─── Exercise materials ───
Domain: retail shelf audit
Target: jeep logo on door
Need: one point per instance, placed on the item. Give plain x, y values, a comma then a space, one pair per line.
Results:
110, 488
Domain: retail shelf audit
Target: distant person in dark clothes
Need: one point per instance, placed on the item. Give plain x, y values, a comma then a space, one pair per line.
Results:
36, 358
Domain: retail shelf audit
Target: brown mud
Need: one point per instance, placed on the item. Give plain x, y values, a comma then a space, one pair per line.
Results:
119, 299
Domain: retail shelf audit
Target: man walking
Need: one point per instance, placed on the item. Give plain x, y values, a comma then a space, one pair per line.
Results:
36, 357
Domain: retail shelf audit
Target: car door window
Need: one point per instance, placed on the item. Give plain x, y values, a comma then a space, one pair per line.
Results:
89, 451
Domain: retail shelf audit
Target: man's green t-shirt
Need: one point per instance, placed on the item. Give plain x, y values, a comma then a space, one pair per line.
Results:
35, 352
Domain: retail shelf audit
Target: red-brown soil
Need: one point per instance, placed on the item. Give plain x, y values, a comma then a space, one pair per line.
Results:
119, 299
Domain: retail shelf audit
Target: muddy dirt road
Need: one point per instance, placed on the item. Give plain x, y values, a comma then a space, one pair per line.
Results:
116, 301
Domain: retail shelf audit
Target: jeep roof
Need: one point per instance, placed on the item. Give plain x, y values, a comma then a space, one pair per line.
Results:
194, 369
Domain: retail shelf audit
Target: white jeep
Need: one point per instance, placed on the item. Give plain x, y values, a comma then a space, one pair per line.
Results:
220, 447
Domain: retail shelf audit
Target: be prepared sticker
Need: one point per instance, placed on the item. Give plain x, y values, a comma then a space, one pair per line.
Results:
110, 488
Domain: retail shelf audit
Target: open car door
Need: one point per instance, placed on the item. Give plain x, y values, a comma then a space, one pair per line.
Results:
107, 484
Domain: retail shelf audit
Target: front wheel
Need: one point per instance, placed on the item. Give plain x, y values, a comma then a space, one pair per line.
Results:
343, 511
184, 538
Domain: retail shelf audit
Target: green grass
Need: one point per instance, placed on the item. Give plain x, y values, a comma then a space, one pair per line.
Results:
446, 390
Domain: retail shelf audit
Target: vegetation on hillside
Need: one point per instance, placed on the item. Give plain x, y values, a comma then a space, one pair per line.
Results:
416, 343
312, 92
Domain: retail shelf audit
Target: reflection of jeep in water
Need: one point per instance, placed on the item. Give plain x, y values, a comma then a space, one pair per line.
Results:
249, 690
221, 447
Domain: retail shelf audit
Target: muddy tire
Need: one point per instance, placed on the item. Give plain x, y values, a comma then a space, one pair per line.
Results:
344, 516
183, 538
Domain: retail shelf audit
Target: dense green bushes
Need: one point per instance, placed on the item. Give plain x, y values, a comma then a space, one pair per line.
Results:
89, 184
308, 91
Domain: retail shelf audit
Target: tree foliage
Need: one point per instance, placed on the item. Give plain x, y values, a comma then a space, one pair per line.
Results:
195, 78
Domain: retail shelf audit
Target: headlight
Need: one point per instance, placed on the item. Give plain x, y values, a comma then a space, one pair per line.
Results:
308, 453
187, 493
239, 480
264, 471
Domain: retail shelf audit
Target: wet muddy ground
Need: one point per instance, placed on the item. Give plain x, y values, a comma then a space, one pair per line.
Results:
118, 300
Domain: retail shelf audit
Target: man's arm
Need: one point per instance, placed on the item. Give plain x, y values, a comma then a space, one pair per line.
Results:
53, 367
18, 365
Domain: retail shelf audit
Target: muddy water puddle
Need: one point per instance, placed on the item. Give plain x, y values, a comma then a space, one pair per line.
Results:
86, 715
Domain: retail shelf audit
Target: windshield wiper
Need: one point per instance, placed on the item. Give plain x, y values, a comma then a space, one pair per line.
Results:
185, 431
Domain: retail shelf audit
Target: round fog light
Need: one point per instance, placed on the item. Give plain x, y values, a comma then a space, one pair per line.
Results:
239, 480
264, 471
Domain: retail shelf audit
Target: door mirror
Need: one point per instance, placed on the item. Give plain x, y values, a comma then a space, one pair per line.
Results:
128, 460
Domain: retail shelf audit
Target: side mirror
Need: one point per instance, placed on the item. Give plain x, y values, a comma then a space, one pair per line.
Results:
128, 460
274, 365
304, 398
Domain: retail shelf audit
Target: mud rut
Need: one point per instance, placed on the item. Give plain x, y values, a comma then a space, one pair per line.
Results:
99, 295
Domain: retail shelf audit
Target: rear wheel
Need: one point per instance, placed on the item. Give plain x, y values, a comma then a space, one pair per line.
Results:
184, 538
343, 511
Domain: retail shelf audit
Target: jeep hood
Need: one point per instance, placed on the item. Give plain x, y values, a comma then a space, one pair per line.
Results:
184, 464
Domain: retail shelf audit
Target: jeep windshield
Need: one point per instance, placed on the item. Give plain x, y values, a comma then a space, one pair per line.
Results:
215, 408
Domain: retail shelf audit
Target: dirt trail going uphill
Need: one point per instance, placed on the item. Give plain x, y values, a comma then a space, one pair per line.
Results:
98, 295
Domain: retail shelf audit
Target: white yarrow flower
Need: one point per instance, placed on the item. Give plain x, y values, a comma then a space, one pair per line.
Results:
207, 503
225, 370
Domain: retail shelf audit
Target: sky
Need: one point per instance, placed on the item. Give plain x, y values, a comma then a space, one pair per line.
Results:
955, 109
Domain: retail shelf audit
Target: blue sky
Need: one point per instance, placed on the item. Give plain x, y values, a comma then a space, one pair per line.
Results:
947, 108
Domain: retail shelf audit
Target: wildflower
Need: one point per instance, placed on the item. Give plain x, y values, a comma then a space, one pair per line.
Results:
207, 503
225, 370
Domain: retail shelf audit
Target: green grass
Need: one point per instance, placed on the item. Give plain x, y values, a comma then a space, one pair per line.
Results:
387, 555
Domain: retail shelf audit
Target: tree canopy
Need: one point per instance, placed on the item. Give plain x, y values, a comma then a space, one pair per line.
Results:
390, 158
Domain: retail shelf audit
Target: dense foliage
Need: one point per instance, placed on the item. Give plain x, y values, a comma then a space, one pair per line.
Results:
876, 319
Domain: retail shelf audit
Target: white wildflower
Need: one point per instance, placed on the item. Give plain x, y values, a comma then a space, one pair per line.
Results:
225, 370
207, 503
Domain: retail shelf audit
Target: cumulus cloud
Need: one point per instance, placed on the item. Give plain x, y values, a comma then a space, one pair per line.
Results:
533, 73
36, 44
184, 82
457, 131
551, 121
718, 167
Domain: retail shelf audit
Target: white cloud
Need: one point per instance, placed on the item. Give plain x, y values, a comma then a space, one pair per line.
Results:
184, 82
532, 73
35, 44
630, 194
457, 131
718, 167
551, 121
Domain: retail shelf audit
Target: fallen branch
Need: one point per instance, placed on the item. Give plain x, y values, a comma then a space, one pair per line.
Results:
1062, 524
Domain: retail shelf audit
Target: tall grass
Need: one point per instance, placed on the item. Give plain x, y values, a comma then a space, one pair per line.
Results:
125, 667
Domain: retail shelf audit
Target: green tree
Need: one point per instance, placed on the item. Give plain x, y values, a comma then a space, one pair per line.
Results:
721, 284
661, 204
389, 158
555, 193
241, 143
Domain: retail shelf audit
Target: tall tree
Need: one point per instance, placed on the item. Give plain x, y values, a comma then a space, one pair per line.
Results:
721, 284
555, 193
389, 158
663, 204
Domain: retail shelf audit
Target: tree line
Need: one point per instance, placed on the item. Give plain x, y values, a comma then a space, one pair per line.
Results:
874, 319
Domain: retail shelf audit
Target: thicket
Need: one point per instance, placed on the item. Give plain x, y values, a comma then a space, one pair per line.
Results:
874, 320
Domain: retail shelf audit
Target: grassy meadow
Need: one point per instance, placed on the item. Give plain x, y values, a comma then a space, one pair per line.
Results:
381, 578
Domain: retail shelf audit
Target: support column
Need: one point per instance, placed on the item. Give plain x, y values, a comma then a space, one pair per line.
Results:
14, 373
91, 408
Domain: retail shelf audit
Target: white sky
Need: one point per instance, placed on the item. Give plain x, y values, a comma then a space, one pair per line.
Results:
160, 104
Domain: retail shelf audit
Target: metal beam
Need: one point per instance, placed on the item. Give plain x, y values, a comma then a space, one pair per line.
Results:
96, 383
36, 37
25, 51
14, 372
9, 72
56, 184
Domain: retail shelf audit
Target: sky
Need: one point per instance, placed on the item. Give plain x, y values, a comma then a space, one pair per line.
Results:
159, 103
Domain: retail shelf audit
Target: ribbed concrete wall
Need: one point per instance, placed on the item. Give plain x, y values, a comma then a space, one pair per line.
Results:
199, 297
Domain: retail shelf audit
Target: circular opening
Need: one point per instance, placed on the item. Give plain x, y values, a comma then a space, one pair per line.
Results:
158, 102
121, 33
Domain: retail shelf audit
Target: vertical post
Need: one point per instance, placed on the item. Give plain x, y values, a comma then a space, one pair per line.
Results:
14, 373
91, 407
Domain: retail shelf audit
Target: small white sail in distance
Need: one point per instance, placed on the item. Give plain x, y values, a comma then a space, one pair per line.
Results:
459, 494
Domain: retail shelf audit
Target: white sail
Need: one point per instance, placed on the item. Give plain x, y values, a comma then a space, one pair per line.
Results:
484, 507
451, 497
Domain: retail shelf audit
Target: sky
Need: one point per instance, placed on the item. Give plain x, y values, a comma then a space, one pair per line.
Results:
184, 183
───
Goal:
Count the lines in the records that contain the word "muddy" and reply with only that number.

Written answer:
4